* _SOURCE TEXT_
· · · ·

Compare this to the synthetic formula given to most of us as children and to many babies even now. It’s a nasty tasting wallpaper paste also known as artificial infant formula. It’s given in a transparent bottle, clearly in a finite amount. When the bottle is empty, that’s it. It’s all gone. There is no more. The need for food is met, not in the context of a warm and loving relationship, from a soft and sensuous woman’s breast, but with a ‘thing’, a hard and separate object. So removed from the context of relationship that it need not even be given while the child is held. A bottle can be propped up or self-held by an older baby.


Is it any wonder that so many people in our culture, as adults, look to consumer goods, to objects, to satisfy their oh-so-human needs? But more stuff is never enough to fill those needs. So they buy even more stuff, newer stuff, bigger stuff, better, faster, sexier stuff. More, more, more. But it’s really no good. No matter how much we accumulate, objects will never satisfy our needs for love, security and acceptance. Only relationships can do that.

· · · ·

* _STUDY MATERIAL_
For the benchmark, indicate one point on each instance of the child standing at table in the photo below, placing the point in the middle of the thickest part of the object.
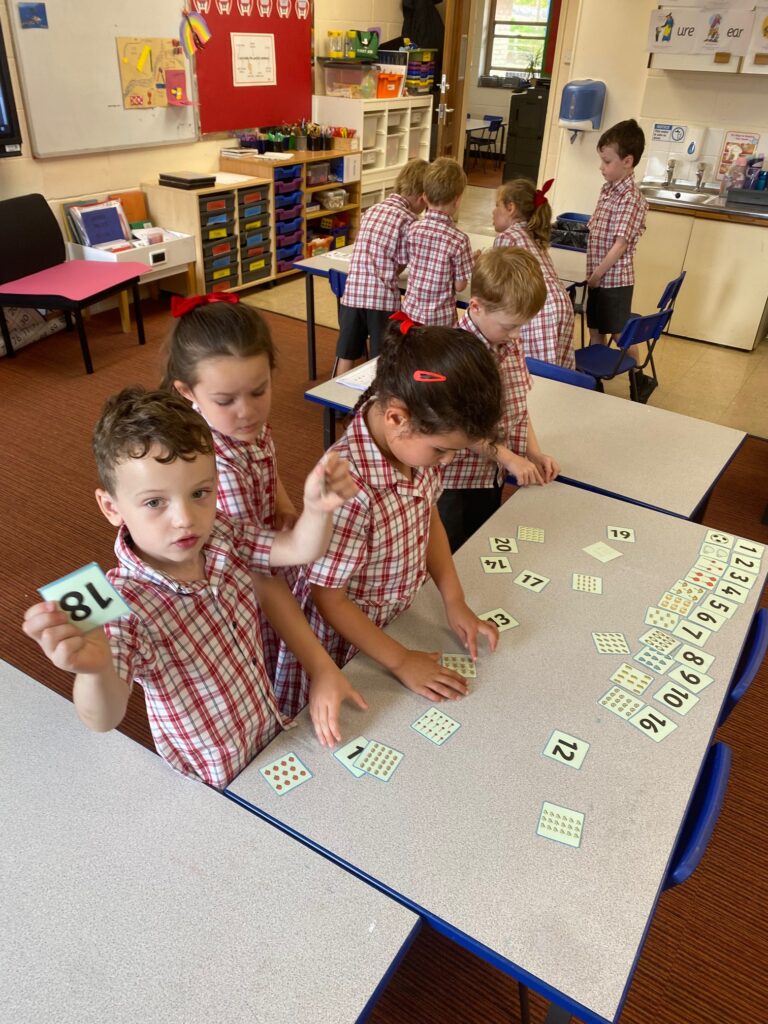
(439, 256)
(192, 639)
(372, 293)
(507, 292)
(436, 390)
(522, 217)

· · · ·

* _YOUR TASK_
Retype the passage on infant formula from "Is it any wonder" to "can do that.".

* _ANSWER TO THIS EXERCISE_
Is it any wonder that so many people in our culture, as adults, look to consumer goods, to objects, to satisfy their oh-so-human needs? But more stuff is never enough to fill those needs. So they buy even more stuff, newer stuff, bigger stuff, better, faster, sexier stuff. More, more, more. But it’s really no good. No matter how much we accumulate, objects will never satisfy our needs for love, security and acceptance. Only relationships can do that.